### HOW TO COMPLETE THIS TASK
Which lines in the data below contain the word "wooden"? Copy each of them.

### DATA SUPPLIED
:::::

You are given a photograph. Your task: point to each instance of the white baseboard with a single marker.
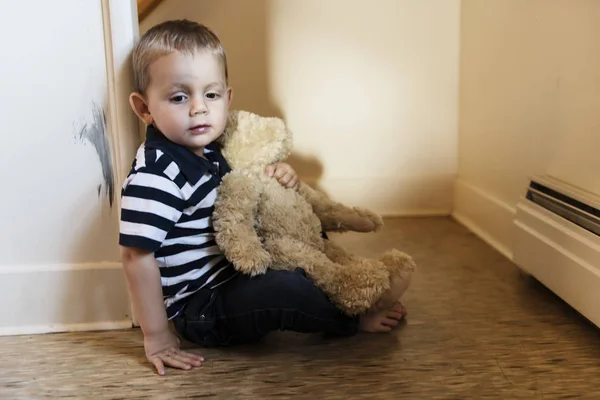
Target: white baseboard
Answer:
(62, 298)
(561, 255)
(392, 196)
(486, 216)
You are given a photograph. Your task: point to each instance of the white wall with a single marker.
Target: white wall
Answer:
(530, 72)
(59, 263)
(370, 91)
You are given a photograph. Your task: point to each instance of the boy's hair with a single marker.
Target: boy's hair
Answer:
(169, 36)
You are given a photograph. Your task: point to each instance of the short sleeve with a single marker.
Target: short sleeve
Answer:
(151, 204)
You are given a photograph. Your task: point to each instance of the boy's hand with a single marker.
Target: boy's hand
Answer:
(163, 349)
(285, 174)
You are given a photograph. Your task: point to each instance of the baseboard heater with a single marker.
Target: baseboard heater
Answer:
(557, 241)
(579, 213)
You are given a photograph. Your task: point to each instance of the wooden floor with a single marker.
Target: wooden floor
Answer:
(476, 329)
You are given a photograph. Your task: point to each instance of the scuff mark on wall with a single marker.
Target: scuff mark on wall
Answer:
(95, 133)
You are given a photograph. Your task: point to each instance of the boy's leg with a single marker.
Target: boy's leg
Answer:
(245, 309)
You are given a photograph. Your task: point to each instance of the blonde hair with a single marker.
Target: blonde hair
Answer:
(169, 36)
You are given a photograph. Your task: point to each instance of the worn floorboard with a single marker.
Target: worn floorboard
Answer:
(476, 329)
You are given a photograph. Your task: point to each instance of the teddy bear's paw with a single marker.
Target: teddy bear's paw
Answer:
(253, 262)
(362, 287)
(398, 285)
(398, 261)
(366, 221)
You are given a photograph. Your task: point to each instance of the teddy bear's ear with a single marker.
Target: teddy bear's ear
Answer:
(252, 140)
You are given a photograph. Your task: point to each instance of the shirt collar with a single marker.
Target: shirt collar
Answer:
(190, 164)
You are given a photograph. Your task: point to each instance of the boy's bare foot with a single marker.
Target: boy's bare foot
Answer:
(382, 321)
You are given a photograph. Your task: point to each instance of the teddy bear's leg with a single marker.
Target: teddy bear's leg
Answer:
(337, 254)
(401, 267)
(337, 217)
(353, 287)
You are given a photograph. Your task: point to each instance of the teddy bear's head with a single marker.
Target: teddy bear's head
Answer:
(251, 140)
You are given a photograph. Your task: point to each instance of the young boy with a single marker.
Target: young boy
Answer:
(174, 269)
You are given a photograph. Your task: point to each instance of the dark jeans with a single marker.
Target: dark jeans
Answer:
(245, 309)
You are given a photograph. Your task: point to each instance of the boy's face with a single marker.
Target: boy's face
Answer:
(187, 99)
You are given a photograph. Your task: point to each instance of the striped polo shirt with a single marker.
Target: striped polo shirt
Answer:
(167, 204)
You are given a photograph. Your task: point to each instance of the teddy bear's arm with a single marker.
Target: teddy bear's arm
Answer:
(233, 220)
(337, 217)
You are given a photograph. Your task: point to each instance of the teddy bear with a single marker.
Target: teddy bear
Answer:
(260, 224)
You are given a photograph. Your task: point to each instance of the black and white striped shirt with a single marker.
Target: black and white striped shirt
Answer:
(167, 204)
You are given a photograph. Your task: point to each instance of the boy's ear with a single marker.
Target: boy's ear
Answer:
(140, 108)
(229, 96)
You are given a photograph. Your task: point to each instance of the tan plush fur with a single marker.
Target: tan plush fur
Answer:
(260, 224)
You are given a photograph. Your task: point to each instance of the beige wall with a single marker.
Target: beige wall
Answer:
(529, 101)
(370, 92)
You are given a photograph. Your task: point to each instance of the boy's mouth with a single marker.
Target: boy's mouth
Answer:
(202, 128)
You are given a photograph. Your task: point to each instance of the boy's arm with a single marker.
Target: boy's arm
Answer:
(143, 280)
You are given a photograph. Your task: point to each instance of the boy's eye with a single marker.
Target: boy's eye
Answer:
(178, 99)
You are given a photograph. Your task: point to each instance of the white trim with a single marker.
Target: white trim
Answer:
(59, 328)
(483, 235)
(417, 213)
(485, 215)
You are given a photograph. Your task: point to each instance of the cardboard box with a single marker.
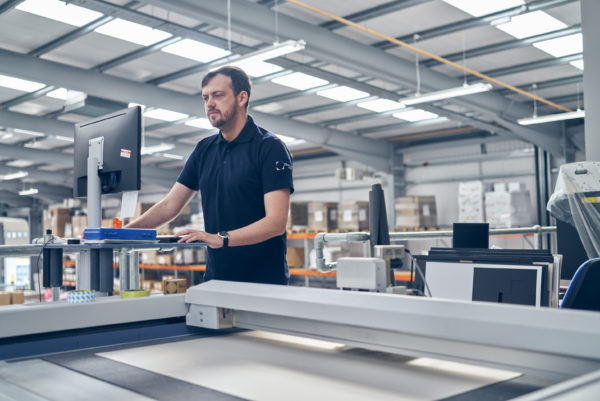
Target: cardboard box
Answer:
(55, 220)
(416, 212)
(174, 285)
(295, 257)
(354, 216)
(4, 298)
(323, 216)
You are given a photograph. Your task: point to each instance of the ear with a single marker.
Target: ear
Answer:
(242, 98)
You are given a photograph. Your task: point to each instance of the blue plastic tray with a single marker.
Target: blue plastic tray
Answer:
(119, 234)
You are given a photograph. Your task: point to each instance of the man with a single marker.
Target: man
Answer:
(244, 174)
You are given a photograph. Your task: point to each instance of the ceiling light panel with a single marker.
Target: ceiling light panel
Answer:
(194, 50)
(132, 32)
(381, 105)
(415, 115)
(165, 115)
(343, 94)
(563, 46)
(257, 69)
(300, 81)
(531, 24)
(478, 8)
(20, 84)
(577, 64)
(59, 11)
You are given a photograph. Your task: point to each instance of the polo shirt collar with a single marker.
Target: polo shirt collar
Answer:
(248, 132)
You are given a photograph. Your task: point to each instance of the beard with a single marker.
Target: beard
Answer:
(222, 118)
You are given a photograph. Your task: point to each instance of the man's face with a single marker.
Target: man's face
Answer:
(220, 103)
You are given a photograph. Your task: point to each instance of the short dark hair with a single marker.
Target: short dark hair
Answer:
(239, 79)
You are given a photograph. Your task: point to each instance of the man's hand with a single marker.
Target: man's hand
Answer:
(188, 235)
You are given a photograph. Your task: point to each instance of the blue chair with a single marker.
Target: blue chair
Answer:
(584, 290)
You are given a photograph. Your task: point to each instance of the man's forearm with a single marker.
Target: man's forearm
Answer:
(259, 231)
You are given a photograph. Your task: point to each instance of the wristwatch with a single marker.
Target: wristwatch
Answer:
(224, 235)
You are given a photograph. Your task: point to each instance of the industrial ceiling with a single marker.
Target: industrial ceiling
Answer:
(66, 63)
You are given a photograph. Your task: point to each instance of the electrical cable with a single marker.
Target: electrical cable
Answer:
(416, 265)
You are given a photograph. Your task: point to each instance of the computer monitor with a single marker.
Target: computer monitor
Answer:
(122, 133)
(470, 235)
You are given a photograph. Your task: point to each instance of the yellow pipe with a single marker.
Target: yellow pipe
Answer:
(428, 54)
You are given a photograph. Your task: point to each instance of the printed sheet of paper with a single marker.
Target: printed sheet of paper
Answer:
(266, 366)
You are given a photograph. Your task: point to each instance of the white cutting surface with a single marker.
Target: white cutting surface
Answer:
(266, 366)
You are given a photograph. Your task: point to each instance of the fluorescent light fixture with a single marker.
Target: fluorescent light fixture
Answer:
(195, 50)
(288, 140)
(381, 105)
(59, 11)
(415, 115)
(65, 94)
(132, 32)
(200, 123)
(531, 24)
(163, 147)
(26, 132)
(14, 176)
(267, 53)
(343, 93)
(447, 93)
(20, 84)
(165, 115)
(577, 64)
(172, 156)
(477, 8)
(64, 138)
(30, 191)
(552, 117)
(300, 81)
(563, 46)
(257, 69)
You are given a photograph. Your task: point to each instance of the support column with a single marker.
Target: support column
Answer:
(590, 10)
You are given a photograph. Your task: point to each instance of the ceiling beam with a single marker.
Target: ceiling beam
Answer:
(255, 20)
(120, 89)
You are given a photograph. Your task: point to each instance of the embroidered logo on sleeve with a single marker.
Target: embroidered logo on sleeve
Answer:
(281, 165)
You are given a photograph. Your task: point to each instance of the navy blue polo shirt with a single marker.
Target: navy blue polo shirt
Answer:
(232, 178)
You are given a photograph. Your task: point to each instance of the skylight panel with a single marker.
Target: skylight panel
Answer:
(165, 115)
(59, 11)
(300, 81)
(415, 115)
(195, 50)
(64, 94)
(199, 123)
(564, 46)
(20, 84)
(477, 8)
(531, 24)
(257, 68)
(132, 32)
(342, 93)
(381, 105)
(577, 64)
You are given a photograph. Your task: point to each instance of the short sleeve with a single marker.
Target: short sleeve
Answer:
(189, 174)
(276, 166)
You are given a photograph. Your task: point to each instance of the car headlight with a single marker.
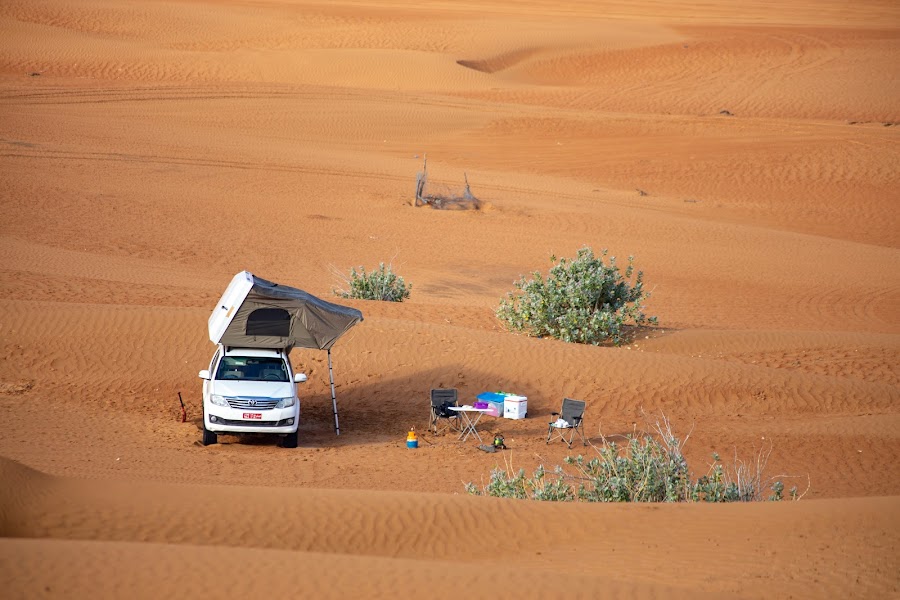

:::::

### SOLVED EXERCISE
You are given a photograph. Your task: point to each instance of the wooden floor with a single marker.
Target: wooden floor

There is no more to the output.